> Task details
Set down exactly the lines from the one containing "Where can you spot the white wristband?" through the end of the records below, both included, and nothing else.

Saved entries:
* * *
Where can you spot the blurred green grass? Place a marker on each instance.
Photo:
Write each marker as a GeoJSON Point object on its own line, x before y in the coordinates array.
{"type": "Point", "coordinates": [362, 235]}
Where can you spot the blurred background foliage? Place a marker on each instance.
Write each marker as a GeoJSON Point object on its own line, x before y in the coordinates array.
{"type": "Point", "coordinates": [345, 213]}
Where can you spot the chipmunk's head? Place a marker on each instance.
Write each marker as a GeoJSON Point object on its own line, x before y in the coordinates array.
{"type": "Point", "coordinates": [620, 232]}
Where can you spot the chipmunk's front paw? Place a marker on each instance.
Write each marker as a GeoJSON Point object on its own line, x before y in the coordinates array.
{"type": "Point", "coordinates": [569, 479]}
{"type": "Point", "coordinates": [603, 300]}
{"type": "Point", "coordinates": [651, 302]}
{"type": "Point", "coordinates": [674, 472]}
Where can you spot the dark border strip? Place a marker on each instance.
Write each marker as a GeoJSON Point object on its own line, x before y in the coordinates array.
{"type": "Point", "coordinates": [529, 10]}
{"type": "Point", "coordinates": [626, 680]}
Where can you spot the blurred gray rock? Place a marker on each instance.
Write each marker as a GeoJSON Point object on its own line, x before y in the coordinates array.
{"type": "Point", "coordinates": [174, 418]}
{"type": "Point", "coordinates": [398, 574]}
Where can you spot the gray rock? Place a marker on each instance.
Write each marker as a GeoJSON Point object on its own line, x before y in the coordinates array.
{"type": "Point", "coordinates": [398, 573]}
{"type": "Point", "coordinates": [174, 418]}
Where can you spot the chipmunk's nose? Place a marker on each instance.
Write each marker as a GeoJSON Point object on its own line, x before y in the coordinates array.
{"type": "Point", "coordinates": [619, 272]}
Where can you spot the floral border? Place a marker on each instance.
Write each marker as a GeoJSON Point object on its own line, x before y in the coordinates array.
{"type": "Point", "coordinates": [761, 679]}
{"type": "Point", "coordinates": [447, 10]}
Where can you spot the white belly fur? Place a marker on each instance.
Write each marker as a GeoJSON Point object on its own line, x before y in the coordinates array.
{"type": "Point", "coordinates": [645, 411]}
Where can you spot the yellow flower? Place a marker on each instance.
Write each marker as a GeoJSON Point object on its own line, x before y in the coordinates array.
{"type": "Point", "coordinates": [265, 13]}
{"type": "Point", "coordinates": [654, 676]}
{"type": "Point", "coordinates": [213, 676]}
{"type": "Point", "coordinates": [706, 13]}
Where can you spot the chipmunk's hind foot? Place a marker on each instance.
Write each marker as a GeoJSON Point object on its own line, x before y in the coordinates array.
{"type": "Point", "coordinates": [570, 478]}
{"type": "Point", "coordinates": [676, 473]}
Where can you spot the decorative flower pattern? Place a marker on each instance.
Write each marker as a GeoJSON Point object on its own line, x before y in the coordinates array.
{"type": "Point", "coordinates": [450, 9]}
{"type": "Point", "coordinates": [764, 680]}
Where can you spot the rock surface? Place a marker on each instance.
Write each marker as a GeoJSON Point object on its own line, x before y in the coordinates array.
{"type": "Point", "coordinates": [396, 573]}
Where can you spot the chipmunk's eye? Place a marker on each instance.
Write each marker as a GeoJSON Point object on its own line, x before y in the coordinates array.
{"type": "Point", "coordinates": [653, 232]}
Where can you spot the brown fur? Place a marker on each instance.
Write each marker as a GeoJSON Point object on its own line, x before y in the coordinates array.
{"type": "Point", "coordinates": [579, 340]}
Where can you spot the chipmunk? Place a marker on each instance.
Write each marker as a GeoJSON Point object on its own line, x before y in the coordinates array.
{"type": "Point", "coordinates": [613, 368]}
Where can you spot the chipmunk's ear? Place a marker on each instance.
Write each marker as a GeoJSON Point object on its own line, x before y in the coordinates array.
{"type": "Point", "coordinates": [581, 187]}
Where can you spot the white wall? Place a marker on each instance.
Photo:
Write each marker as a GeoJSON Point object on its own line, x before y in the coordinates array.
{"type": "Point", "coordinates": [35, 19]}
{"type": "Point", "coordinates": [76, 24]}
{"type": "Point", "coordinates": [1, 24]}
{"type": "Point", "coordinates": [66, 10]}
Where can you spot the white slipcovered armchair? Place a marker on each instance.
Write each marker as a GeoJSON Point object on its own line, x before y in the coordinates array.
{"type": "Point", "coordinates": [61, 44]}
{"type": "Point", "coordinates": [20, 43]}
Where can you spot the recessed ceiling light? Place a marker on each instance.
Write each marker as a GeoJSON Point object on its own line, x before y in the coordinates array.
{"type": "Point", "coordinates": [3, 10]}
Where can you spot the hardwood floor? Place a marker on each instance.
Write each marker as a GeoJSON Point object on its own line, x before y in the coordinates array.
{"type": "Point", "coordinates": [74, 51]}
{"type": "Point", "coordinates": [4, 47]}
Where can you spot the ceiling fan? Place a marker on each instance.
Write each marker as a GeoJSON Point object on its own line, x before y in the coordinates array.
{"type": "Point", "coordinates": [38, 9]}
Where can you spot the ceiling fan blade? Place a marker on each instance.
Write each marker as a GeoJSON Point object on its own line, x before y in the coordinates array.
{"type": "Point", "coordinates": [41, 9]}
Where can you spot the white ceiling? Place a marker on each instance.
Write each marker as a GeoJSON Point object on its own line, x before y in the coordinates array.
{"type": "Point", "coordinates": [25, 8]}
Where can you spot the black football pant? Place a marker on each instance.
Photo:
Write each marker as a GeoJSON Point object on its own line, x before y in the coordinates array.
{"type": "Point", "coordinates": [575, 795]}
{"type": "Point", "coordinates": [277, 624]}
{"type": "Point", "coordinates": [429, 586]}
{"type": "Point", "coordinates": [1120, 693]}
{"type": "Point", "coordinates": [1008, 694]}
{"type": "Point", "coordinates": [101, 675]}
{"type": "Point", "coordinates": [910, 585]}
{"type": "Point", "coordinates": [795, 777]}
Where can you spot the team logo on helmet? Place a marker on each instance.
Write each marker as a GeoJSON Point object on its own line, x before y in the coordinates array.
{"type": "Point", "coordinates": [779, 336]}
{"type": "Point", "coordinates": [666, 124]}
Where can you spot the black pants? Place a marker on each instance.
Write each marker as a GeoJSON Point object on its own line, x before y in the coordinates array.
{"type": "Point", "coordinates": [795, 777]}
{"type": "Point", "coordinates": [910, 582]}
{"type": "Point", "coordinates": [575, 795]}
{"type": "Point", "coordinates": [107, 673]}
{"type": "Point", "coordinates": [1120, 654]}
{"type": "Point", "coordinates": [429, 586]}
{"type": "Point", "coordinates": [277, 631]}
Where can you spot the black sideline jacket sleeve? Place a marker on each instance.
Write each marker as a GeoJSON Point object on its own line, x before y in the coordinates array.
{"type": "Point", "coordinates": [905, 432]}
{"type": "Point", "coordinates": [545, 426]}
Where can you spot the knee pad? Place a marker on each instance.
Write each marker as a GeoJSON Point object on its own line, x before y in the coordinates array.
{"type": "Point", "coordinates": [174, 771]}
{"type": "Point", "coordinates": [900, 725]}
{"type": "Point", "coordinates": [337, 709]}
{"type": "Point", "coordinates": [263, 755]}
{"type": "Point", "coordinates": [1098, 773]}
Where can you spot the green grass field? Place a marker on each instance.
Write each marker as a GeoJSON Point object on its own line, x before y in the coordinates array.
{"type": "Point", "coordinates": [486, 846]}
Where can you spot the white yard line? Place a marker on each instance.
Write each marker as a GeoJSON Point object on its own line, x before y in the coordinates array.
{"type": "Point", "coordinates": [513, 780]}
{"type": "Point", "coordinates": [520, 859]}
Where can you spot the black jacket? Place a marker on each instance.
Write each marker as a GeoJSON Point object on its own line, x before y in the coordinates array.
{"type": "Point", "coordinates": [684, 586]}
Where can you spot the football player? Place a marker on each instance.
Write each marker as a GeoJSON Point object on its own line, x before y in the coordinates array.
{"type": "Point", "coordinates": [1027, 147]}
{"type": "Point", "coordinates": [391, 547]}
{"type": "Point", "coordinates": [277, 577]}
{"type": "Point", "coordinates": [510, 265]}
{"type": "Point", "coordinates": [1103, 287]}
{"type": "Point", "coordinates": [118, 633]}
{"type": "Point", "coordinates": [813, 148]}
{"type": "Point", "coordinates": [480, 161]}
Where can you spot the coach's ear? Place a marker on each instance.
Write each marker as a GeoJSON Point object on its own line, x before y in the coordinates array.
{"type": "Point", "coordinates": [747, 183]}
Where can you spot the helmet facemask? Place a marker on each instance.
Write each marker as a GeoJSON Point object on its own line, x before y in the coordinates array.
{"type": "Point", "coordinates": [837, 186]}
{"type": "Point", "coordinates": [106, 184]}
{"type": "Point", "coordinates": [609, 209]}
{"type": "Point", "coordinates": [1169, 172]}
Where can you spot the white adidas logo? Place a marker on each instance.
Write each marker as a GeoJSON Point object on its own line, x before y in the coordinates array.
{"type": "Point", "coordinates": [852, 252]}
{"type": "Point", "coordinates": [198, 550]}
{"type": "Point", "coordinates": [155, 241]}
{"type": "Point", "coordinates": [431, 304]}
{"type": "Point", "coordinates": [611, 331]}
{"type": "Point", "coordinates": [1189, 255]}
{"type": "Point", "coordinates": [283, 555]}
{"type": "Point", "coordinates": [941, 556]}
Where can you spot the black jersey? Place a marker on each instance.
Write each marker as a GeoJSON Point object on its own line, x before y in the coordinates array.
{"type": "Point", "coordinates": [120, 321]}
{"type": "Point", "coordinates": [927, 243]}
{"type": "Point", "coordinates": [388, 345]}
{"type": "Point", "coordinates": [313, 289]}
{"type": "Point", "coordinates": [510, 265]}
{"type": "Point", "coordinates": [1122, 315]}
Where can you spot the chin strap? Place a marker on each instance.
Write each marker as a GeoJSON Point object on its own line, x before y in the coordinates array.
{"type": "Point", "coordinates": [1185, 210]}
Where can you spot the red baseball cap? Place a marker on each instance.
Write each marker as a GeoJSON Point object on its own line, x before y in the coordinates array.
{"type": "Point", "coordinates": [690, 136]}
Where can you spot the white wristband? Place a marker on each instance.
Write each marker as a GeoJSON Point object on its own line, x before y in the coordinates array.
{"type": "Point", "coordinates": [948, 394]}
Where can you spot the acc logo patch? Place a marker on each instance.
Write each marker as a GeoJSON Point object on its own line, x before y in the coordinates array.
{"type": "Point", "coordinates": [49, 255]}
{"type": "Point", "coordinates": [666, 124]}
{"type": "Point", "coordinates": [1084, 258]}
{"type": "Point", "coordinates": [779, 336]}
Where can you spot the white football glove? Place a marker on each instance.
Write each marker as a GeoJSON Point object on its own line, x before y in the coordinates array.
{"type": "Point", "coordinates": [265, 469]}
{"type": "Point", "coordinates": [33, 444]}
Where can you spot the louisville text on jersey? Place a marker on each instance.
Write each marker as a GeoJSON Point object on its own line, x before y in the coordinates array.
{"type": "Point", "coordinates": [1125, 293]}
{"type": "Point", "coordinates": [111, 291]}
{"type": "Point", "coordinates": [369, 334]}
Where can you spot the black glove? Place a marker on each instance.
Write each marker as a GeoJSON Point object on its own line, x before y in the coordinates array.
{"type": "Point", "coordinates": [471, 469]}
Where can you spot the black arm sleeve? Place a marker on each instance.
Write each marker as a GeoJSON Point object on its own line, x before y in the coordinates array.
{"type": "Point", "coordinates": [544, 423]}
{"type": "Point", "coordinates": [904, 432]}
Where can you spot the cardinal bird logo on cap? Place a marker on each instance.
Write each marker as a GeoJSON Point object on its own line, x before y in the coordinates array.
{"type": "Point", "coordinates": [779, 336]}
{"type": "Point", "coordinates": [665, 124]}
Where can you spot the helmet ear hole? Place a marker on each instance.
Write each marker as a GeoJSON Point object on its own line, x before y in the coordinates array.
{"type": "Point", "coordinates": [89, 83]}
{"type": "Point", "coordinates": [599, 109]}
* * *
> Full output
Where can you spot the white wristband? Place a marker on each instance.
Write each marker as a GeoJSON Point object on its own line, x before y in the coordinates array.
{"type": "Point", "coordinates": [948, 394]}
Where can you spot the acc logo patch? Place a marker on each instance.
Write each marker as a GeoJSON Point object on its own line, x before y in the coordinates array.
{"type": "Point", "coordinates": [49, 255]}
{"type": "Point", "coordinates": [666, 124]}
{"type": "Point", "coordinates": [1084, 258]}
{"type": "Point", "coordinates": [779, 336]}
Where can you spot the white football glove? Place a marker on each instance.
Write each marker as a GeoJSON Point object on its own line, x before y in the coordinates array.
{"type": "Point", "coordinates": [265, 469]}
{"type": "Point", "coordinates": [33, 444]}
Where can you spot the louisville text on jersey? Place a marker on each instance.
Write each marker as a GeoJSON Point object on its own line, x before y in the coordinates array.
{"type": "Point", "coordinates": [1125, 293]}
{"type": "Point", "coordinates": [111, 291]}
{"type": "Point", "coordinates": [369, 334]}
Where can you spot the black glove? Place a marker on each instance.
Write each marker as a GeoJSON Point object on its own line, x before y in the coordinates array.
{"type": "Point", "coordinates": [471, 469]}
Where can you spot the black arm sleeve? Place a marker on each instance.
Write each marker as a GeoJSON Point object on its own line, x before y in the coordinates array.
{"type": "Point", "coordinates": [544, 423]}
{"type": "Point", "coordinates": [904, 432]}
Where can you spot the cardinal bird logo on cap? Place a marker on each instance.
Write each marker as a GeoJSON Point object on its own line, x before y in the coordinates array.
{"type": "Point", "coordinates": [779, 336]}
{"type": "Point", "coordinates": [665, 124]}
Where can you spot the helmet ear hole? Place a marker on each instance.
Write each marker as a GeoJSON Point object on its own line, x before y in the coordinates array.
{"type": "Point", "coordinates": [89, 83]}
{"type": "Point", "coordinates": [599, 109]}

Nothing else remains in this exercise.